### EXERCISE DIRECTIONS
Turn the lines below into a numbered list, skipping any blank lines. Leave the pictures out of your answer.

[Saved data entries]
== Segment start ==
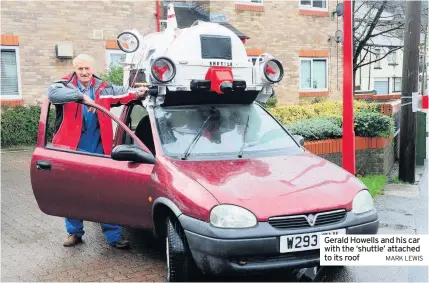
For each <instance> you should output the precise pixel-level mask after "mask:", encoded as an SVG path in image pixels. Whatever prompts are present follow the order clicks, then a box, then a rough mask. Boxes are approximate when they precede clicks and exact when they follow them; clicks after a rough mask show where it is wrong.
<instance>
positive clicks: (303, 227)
mask: <svg viewBox="0 0 429 283" xmlns="http://www.w3.org/2000/svg"><path fill="white" fill-rule="evenodd" d="M345 217H346V210H344V209H341V210H332V211H325V212H319V213H308V214H300V215H288V216H278V217H271V218H269V219H268V223H270V225H271V226H273V227H275V228H279V229H297V228H308V227H318V226H324V225H330V224H336V223H339V222H341V221H343V220H344V218H345ZM312 219H314V221H311V220H312Z"/></svg>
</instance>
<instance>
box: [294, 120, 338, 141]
mask: <svg viewBox="0 0 429 283" xmlns="http://www.w3.org/2000/svg"><path fill="white" fill-rule="evenodd" d="M286 128H287V129H288V130H289V131H290V133H291V134H294V135H301V136H303V137H304V139H305V140H324V139H331V138H339V137H341V136H342V132H341V128H340V127H339V126H338V125H337V124H335V123H334V121H333V120H332V119H329V118H313V119H307V120H302V121H298V122H296V123H294V124H292V125H289V126H286Z"/></svg>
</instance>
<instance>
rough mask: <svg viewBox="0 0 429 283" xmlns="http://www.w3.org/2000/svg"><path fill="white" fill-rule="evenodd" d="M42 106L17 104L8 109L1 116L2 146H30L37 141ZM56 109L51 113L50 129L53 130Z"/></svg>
== Segment end ==
### EXPECTED ANSWER
1. For each <instance> you should output the precise pixel-level mask after "mask:", encoded as an SVG path in image pixels. Whatever prompts are present follow the order clicks, then a box, then a rough mask. Boxes are approximate when they precede clicks and exact when they follow them; clicks after a rough mask show where it is wrong.
2. <instance>
3. positive clicks: (303, 227)
4. mask: <svg viewBox="0 0 429 283" xmlns="http://www.w3.org/2000/svg"><path fill="white" fill-rule="evenodd" d="M345 217H346V210H344V209H341V210H332V211H325V212H319V213H308V214H300V215H288V216H278V217H271V218H269V219H268V223H270V225H271V226H273V227H275V228H279V229H297V228H308V227H318V226H324V225H330V224H336V223H339V222H341V221H343V220H344V218H345ZM312 219H314V221H311V220H312Z"/></svg>
5. </instance>
6. <instance>
7. box: [294, 120, 338, 141]
8. mask: <svg viewBox="0 0 429 283" xmlns="http://www.w3.org/2000/svg"><path fill="white" fill-rule="evenodd" d="M286 128H287V129H288V130H289V131H290V133H291V134H294V135H301V136H303V137H304V139H305V140H324V139H331V138H339V137H341V136H342V132H341V128H340V127H339V126H338V125H337V124H335V123H334V121H333V120H332V119H329V118H313V119H307V120H302V121H298V122H296V123H294V124H292V125H289V126H286Z"/></svg>
9. </instance>
10. <instance>
11. rough mask: <svg viewBox="0 0 429 283" xmlns="http://www.w3.org/2000/svg"><path fill="white" fill-rule="evenodd" d="M42 106L17 104L8 109L1 116L2 146H30L37 141ZM56 109L51 113L50 129L53 130Z"/></svg>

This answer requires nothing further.